**Document passage**
────
The movie “The Final Portrait” depicts Giacometti’s maddening obsession with capturing the essence of his friend James Lord (Armie Hammer) who sits for Giacometti’s portrait in 1964 Paris. It’s a great movie, a fascinating biographical drama worth the pain to watch. I’ve linked the trailed below for anyone who is curious.
His portraits in the 50’s and early to mid 60’s (displayed on the Alberto Giacometti Database). His fixation on the subjectivity of the face, his surrealist approach to depicting it, and the refined yet seemingly unfinished appearance of his portraits combine to create a captivating experience with his work. One which in the Thyssen was incredible to experience. As evident in the portrait mentioned above, of the women he painted in 1965, he frequently in the 60’s left substantial areas of the canvas blank, demonstrating his unwavering focus on capturing the essence of the face. The face demanded his total concentration. He infused an objective portrayal of the human subject with surreal elements, effectively placing him in a category of his own. The borders of his canvas are often blank and the lower arms and torso are suggested but not substantively painted. Negative space exists on a complete spectrum in his portraits, where there are absolute negative spaces on the exteriors and a progression of less negative space as one works towards the center of the body (most often the tie and neck area). The effect is it pulls our attention towards the face.
His relation to the canvas is perplexing too. How he treats the backgrounds of his portraits is worth examining. You can note how he repeatedly fidgets with shortening then expanding the frame around the subject, so what’s left are many lined frames. Within such lines, normally concentrated around the immediate parts of the body he cares to fill in with muted tones (various tones of grey, mixed with white mustard yellows). Sometimes the entire background is filled. But the incompleteness of his portraits leaves the viewer a little unsettled. Like something reminiscent of Edvard Munch’s “The Scream” that same sort of anxiety lingers especially in his series from the 60’s. His surrealist influence waned as he pursued a more thorough analysis of the human body. His drawings reflect a constant relation of each component of the face (the eyes, nose, lips) to one another. No component exists in separation. This is done by a fast motioned, loose mark-making and this process has no concern with repeating mark makings. The muted palette Giacometti painted in which consisted of grays and blacks created a displeased and solemn emotion. It’s rare to detect any facial emotion which conveys happiness. The lips always remained sealed withholding the face from any exaggerated emotional expressions. No one smiles. They simply stare, devoid of any sense of joy. They abide in this hallowed state of desperation. I wonder if it’s more a reflection of his own inner turmoil and state of despair. It seem so.
What also is compelling about him, is that he loved using a ballpoint pen, which is distinct. Even in the later part of his career, when he achieved such critical acclaim he remained with it, and even refined his ink pen style employing several colors, black, blue, and red (like in the drawing of his brother above). Giacometti could also contrast the page’s background color with a choice of pen color. It was a preferential choice which enabled his marks to be fluid, to be able to transmit the energy of his hand. He appreciated gliding the pen ink across the page’s surface in a free and effortless manner.
Most of his portraits were created using oil paint. Additionally, plaster, bronze and clay were used for his sculptures. Wire, paper, cloth, and wood would be used to develop the sculpture’s structure and frame. In Giacometti’s drawings there are no significant props or other figures depicted. This enables the observer to focus solely on the body being presented: the essential narrative.
────
**Dataset**
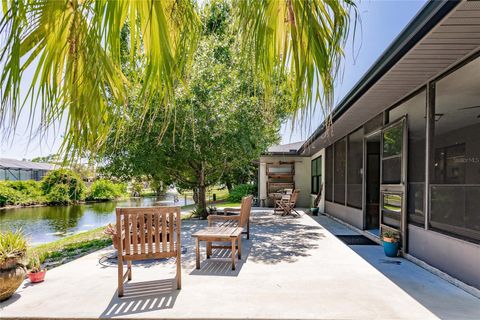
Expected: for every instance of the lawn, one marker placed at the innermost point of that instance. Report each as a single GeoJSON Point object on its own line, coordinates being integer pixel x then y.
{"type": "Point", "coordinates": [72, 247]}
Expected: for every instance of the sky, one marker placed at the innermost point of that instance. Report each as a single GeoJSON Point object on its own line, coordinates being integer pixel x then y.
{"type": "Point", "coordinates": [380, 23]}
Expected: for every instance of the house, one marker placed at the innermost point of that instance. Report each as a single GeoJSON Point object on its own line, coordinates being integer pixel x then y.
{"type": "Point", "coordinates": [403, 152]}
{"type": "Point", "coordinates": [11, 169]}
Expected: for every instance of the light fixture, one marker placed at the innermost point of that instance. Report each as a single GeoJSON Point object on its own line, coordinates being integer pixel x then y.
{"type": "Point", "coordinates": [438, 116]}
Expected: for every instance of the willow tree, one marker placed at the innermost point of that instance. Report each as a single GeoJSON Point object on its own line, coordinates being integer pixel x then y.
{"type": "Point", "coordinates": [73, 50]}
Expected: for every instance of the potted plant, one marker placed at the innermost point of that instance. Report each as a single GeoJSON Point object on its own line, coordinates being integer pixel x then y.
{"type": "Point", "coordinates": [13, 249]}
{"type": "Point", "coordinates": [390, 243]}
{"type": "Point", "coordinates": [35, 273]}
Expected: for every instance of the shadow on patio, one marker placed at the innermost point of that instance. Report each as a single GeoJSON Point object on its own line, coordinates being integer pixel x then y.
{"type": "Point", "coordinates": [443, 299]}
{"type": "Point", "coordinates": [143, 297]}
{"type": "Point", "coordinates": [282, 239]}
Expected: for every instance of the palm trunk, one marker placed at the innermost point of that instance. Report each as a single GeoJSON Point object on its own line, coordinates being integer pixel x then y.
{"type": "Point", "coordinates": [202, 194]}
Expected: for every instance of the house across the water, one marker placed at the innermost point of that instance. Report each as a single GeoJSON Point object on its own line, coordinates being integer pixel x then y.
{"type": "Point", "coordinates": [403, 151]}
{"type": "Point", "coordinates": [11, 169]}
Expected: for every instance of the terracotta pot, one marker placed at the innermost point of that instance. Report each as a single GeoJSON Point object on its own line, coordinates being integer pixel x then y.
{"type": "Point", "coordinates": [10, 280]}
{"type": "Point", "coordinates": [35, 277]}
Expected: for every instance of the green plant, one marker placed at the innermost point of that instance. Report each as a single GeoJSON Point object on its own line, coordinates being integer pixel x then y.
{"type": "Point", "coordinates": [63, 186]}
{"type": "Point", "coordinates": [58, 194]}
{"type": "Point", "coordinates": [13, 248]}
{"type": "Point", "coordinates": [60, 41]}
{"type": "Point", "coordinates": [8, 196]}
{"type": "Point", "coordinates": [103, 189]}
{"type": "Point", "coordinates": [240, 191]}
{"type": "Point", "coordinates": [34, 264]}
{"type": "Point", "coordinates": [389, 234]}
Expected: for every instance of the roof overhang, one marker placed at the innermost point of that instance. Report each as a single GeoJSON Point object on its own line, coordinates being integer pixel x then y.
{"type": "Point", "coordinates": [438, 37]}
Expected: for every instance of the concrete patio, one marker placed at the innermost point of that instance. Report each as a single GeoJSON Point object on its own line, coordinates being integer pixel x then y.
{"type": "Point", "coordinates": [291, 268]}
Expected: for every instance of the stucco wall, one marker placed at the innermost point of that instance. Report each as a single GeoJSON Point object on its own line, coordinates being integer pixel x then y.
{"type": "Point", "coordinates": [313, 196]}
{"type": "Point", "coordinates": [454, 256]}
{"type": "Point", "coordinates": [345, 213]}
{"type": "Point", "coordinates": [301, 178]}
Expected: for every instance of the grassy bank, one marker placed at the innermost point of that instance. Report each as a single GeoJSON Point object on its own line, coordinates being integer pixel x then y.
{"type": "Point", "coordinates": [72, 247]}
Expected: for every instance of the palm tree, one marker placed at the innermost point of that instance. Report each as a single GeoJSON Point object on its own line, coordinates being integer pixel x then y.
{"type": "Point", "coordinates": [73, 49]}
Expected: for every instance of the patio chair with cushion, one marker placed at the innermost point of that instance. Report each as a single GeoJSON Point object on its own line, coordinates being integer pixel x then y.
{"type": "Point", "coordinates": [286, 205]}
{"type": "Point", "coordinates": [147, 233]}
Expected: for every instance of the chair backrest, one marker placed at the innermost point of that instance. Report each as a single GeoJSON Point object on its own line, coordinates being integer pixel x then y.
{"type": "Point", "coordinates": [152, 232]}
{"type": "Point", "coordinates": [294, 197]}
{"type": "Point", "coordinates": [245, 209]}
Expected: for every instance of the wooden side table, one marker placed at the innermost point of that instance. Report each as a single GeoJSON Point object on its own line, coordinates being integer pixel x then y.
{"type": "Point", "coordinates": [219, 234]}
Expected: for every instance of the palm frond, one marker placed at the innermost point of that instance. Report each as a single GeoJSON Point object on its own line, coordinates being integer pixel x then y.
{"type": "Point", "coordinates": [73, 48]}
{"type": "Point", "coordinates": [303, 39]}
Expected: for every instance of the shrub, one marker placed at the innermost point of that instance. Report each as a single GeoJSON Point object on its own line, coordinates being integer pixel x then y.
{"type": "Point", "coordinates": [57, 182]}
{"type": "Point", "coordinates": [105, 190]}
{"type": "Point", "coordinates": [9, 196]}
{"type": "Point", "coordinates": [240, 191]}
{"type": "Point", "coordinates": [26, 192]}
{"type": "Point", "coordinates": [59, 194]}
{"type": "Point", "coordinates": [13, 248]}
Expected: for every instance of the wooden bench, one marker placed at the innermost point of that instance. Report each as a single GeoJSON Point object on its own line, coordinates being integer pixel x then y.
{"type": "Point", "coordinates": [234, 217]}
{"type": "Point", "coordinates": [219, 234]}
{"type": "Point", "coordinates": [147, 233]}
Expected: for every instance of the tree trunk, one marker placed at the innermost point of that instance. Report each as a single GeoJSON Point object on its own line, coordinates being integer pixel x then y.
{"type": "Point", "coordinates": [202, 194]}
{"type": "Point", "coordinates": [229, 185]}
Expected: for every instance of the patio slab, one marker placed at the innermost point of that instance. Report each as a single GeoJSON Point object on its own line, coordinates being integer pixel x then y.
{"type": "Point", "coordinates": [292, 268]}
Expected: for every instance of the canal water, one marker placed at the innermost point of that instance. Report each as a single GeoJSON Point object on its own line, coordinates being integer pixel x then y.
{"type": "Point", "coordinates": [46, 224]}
────
**Your objective**
Retype without changes the part of the Giacometti text above that opens with the words "Most of his" and closes with "the essential narrative.".

**Solution to the exercise**
Most of his portraits were created using oil paint. Additionally, plaster, bronze and clay were used for his sculptures. Wire, paper, cloth, and wood would be used to develop the sculpture’s structure and frame. In Giacometti’s drawings there are no significant props or other figures depicted. This enables the observer to focus solely on the body being presented: the essential narrative.